QUALIDADE NAS POLÍCIAS: O DESAFIO DO SÉCULO XXI.



Discutir qualidade não é uma tarefa fácil. Em concepções pessoais e subjetivas pode-se encontrar as mais variadas definições de qualidade e suas múltiplas dimensões, tais como tipo de produto, preço, marca, utilidade, etc. Contudo, alguns parâmetros podem ser estabelecidos quando se discute a qualidade nas organizações. Qualidade tem a haver com as especificações do produto ou do serviço. Tem a haver com a “a adequação ao uso. É a conformidade às exigências” (1). Ou seja, se um determinado produto ou serviço atende às especificações para as quais foi desenvolvido é um produto ou serviço de qualidade. Lobos contextualiza que
“Qualidade tem a haver , primordialmente, com o processo pelo qual os produtos ou serviços são materializados. Se o processo for bem realizado, um bom produto final advirá naturalmente. A Qualidade reside no que se faz – aliás – em tudo o que se faz – e não apenas no que se tem como conseqüência disso”(2).
A dinâmica da qualidade até aqui definida é a responsável pelos programas de certificação nas empresas, como a ISO-9000. Estas normas procuram estabelecer caminhos pelos quais as organizações possam trilhar e a demonstração objetiva disto, através de uma auditoria específica, permite que um agente certificador ateste a implantação daquele conjunto normativo (além da ISO-9000, que trata da Qualidade, as organizações buscam a ISO-14000, Certificação Ambiental, a ISO-18000, Segurança no Trabalho, dentre outras).
Contudo, o enfoque está no processo. O processo é o único aspecto mensurável das múltiplas definições da qualidade. É ele que permite, objetivamente, atestar a conformidade.

------------

> _ENUNCIADO DA TAREFA_:
Responda às perguntas sobre o texto a respeito da qualidade nas polícias.
1. Segundo a citação marcada com (1), a qualidade tem a ver com o quê?
2. Qual norma ISO trata de Segurança no Trabalho?
3. Qual é o único aspecto mensurável das múltiplas definições da qualidade?
As linhas não têm relação nenhuma com o texto.

------------

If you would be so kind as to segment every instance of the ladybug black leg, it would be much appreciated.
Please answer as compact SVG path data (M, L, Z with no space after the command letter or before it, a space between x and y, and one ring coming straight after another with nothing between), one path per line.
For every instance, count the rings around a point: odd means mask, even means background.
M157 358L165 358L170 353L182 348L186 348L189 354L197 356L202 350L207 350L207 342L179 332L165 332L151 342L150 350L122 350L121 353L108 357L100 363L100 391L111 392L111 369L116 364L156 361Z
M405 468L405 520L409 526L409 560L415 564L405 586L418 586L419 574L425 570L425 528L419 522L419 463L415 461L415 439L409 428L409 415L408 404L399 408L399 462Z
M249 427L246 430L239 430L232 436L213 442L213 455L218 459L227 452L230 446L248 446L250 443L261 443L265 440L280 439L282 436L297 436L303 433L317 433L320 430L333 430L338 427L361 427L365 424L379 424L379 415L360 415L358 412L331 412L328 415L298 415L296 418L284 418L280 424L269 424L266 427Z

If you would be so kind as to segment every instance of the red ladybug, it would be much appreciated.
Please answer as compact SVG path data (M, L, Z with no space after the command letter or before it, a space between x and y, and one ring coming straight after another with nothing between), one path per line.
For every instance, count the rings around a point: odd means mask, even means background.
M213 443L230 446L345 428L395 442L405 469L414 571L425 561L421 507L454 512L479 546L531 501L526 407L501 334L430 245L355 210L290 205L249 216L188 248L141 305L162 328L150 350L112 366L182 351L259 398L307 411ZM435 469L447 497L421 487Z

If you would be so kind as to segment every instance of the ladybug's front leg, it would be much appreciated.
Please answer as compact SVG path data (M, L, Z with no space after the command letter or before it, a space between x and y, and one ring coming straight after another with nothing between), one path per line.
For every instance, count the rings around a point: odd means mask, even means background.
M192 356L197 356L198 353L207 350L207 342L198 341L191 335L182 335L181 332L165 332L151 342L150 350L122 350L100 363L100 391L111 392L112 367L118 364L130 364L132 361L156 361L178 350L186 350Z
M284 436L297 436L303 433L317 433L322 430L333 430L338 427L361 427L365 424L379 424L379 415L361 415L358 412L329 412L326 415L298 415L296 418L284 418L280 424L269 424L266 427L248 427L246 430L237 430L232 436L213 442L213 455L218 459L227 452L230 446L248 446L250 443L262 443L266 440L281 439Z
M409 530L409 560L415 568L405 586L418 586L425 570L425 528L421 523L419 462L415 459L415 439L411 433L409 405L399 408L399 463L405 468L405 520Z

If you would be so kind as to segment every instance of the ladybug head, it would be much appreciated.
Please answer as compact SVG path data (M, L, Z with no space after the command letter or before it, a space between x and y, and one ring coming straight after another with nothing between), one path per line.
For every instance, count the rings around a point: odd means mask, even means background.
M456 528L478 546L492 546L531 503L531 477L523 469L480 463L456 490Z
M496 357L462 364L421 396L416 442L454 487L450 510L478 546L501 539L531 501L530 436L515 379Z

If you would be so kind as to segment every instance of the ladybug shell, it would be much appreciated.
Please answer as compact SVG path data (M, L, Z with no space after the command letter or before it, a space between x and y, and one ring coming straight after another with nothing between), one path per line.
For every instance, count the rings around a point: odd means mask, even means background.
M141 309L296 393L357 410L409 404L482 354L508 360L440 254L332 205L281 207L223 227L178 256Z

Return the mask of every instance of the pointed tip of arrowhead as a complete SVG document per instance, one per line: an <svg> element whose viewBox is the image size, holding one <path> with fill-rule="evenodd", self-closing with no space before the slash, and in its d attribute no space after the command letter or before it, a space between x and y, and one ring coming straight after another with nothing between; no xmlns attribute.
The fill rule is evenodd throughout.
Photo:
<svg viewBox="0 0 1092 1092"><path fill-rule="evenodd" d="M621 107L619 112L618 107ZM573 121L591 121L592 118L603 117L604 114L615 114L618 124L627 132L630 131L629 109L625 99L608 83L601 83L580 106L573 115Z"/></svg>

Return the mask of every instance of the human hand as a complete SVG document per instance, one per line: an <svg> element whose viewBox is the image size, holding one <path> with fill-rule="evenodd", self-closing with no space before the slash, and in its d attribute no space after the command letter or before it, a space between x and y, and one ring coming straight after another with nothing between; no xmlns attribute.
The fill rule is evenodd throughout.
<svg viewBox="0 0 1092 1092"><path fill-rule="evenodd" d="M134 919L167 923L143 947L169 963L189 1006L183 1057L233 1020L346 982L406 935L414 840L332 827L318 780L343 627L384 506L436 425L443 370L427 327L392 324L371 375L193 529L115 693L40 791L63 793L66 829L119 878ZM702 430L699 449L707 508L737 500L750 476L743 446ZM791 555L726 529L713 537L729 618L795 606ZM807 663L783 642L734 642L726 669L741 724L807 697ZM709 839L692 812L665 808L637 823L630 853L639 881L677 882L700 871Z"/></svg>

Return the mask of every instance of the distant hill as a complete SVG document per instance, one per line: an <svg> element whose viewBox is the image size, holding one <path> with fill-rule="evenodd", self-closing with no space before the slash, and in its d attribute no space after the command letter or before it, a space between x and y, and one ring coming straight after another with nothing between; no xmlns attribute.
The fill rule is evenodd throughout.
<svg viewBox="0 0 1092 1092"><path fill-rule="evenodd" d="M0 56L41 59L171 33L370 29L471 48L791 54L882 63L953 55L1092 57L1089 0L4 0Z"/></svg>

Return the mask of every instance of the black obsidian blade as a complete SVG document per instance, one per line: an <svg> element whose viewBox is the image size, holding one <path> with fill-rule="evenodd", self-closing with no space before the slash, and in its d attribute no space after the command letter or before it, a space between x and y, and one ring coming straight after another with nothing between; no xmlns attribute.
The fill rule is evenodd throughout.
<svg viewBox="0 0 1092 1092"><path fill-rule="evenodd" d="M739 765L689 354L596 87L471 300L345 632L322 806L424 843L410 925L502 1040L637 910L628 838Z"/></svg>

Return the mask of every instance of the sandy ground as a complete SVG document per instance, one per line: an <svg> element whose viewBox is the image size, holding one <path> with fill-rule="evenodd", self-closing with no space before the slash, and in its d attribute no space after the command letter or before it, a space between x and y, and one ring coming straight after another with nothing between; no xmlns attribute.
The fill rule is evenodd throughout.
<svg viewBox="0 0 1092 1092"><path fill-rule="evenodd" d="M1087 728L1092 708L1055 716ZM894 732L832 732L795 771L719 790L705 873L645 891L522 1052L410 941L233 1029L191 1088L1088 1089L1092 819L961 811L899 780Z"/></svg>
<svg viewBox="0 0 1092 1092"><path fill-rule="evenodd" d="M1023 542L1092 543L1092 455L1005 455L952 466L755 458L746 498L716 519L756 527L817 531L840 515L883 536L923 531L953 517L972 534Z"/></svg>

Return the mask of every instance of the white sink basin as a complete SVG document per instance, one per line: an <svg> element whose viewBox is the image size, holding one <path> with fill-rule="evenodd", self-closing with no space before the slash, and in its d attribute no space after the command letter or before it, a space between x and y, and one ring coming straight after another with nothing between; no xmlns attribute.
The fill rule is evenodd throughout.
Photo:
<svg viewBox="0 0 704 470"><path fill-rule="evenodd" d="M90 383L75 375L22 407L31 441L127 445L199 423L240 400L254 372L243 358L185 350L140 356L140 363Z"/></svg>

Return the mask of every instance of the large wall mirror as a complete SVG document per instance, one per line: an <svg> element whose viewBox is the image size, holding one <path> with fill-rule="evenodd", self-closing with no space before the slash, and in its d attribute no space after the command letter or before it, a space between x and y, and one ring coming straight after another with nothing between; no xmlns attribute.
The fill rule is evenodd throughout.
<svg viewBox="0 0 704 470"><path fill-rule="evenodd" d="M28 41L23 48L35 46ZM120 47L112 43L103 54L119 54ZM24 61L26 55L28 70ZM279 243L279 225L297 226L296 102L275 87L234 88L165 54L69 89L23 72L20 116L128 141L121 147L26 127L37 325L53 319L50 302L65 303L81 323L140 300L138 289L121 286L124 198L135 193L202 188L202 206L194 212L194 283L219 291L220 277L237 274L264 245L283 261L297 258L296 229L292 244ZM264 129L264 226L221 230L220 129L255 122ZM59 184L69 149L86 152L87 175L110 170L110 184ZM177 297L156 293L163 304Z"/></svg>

------------

> _RESOLUÇÃO COMENTADA_:
1. Com a adequação ao uso; é a conformidade às exigências.
2. A ISO-18000.
3. O processo.